* [TEXTO DE ORIGEM]
______________________________
De acordo com Souza Filho (2006, p. 15-16), a cultura é o elemento identificador das sociedades humanas construindo as histórias de um povo, englobando ainda o modo de agir e suas crenças, sendo imprescindível que haja uma relação entre cultura e ambiente, tendo em vista que a cultura não existe isoladamente. Assim, a própria ocupação territorial brasileira afirma essa indissociabilidade entre cultura e ambiente, a partir do momento em que outros povos implantaram suas diferentes culturas nos povos aqui dominados, modificando o patrimônio ambiental brasileiro, composto por uma gama de diversidades.

Cumpre ressaltar que, apesar de também ser artificial por ser criação humana, o meio ambiente cultural é diferente do natural, tendo em vista que adquiriu um valor especial, qual seja, a importância para a cultura de determinada sociedade. Neste panorama, determinado bem cultural à ser tutelado decorre da transformação humana, o que afirma seu caráter artificial, mas também deve ser protegido pelo homem, uma vez que sem essa proteção degrada-se com o tempo, perdendo sua importância histórica.

Nesse passo, o objeto de proteção que decorre da tutela do meio ambiente cultural é o patrimônio cultural dos indivíduos, que abarca a história dos mesmos, traduzindo, deste modo, os elementos que identificam sua cidadania. A partir daí, nota-se que o meio ambiente como um todo é princípio fundamental norteador da República Federativa do Brasil, considerado direito fundamental.

2.2 A fundamentalidade da norma constitucional do meio ambiente

O marco inicial referente à preocupação internacional com o meio ambiente foi a Declaração de Estocolmo sobre o Meio Ambiente Humano, que ocorreu em 1972, pois abordava o meio ambiente como um todo, sendo este objeto de preocupação por parte de toda a humanidade, uma vez que tal questão foi considerada fundamental, justamente por afetar todos os seres humanos e o desenvolvimento econômico mundial (GAVIÃO FILHO, 2005, p. 21).

Com efeito, a comunidade internacional passou a valorizar e destacar a inseparabilidade entre meio ambiente e desenvolvimento, permitindo que o direito internacional ambiental absorvesse os princípios do direito do desenvolvimento sustentável.

De acordo com Granzieira (2009, p. 32), diversos princípios foram assentados em prol da tutela do meio ambiente, resumindo as preocupações com o desenvolvimento e o meio ambiente, considerados, portanto, fontes do direito ambiental brasileiro3.

Imperioso destacar a proclamação do “direito humano ao meio ambiente”, ventilado no princípio I da Declaração de Estocolmo, cujos elementos foram suficientes para o reconhecimento do direito fundamental ao ambiente para as gerações presentes e futuras e inspiração para o artigo 225 da Constituição Federal.
______________________________
* [MATERIAL EXTRAÍDO]
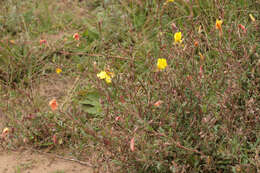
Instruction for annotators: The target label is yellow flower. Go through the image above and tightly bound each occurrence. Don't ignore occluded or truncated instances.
[216,19,223,31]
[157,58,167,70]
[174,32,182,43]
[97,71,114,83]
[56,68,62,74]
[97,71,107,79]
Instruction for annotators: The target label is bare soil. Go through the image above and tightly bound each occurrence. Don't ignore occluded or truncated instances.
[0,150,93,173]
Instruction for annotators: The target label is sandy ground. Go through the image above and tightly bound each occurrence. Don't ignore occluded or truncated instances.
[0,150,93,173]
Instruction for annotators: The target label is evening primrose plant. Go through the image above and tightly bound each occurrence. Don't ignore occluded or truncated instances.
[0,0,260,173]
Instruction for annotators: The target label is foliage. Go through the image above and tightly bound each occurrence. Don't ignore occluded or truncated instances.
[0,0,260,172]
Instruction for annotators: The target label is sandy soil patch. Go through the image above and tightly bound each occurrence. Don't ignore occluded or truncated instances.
[0,150,93,173]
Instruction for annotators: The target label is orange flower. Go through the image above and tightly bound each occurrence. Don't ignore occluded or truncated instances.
[49,99,58,111]
[52,135,57,144]
[73,33,79,41]
[130,137,135,152]
[216,19,223,33]
[238,24,246,34]
[153,100,163,107]
[39,40,47,45]
[194,40,199,47]
[1,127,9,138]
______________________________
* [CONJUNTO DE TAREFAS]
a) Transcreva do texto sobre meio ambiente e cultura o trecho que começa em "Cumpre ressaltar que, apesar" e vai até "sua importância histórica.", inclusive.
b) Responda, com base no texto sobre meio ambiente e cultura:
(i) Em que ano ocorreu a Declaração de Estocolmo sobre o Meio Ambiente Humano?
(ii) Qual é o objeto de proteção que decorre da tutela do meio ambiente cultural?
(iii) Qual artigo da Constituição Federal foi inspirado pelo princípio I da Declaração de Estocolmo?
c) Prossiga o texto sobre meio ambiente e cultura a partir do ponto em que ele termina.

* [RESPOSTAS POR TAREFA]
a)
Cumpre ressaltar que, apesar de também ser artificial por ser criação humana, o meio ambiente cultural é diferente do natural, tendo em vista que adquiriu um valor especial, qual seja, a importância para a cultura de determinada sociedade. Neste panorama, determinado bem cultural à ser tutelado decorre da transformação humana, o que afirma seu caráter artificial, mas também deve ser protegido pelo homem, uma vez que sem essa proteção degrada-se com o tempo, perdendo sua importância histórica.

b)
(i) Em 1972.
(ii) O patrimônio cultural dos indivíduos.
(iii) O artigo 225.

c)
Assim, a partir da Declaração do Meio Ambiente4, adotada pela Conferência das Nações Unidas em Estocolmo, no ano de 1972, elevou-se o meio ambiente sadio à condição de direito fundamental do ser humano, por intermédio de seu princípio I (LEITE, 2010, p. 86).

Em sendo assim, as questões relativas ao ambiente passam a receber “normalização constitucional”, inspirando, posteriormente, a Carta Magna de 1988 a erigir em seu corpo artigos referentes à tutela do meio ambiente, à título de exemplos, artigos 5º, LXXIII; 129, III e o 225, sendo este último considerado “núcleo essencial da normalização do ambiente na Constituição Federal” (GAVIÃO FILHO, 2005, p. 22).

De acordo com o supracitado artigo: “todos têm direito ao meio ambiente ecologicamente equilibrado, bem de uso comum do povo e essencial à sadia qualidade de vida, impondo-se ao poder público e à coletividade o dever de defendê-lo e preservá-lo para as presentes e futuras gerações”.

Nesse sentido, percebe-se a constitucionalização do ambiente como um direito fundamental da pessoa humana de terceira geração, comandando prestações positivas do Estado e da própria sociedade. Conforme pretexta Mirra, o caput do artigo 225 da Constituição, que diz respeito ao direito que todos possuem ao meio ambiente ecologicamente equilibrado é considerado:

(...) um direito fundamental da pessoa humana, como forma de preservar a vida e a dignidade das pessoas – núcleo essencial dos direitos fundamentais, pois ninguém contesta que o quadro da destruição ambiental do mundo compromete a possibilidade de uma existência digna para a humanidade e põe em risco a própria vida humana (MIRRA, 1994, p. 29).

Destarte, justifica-se o reconhecimento do direito ao ambiente como fundamental a partir do momento que a integridade ambiental é formada por um bem jurídico autônomo formado por elementos do ambiente natural relacionados à vida humana.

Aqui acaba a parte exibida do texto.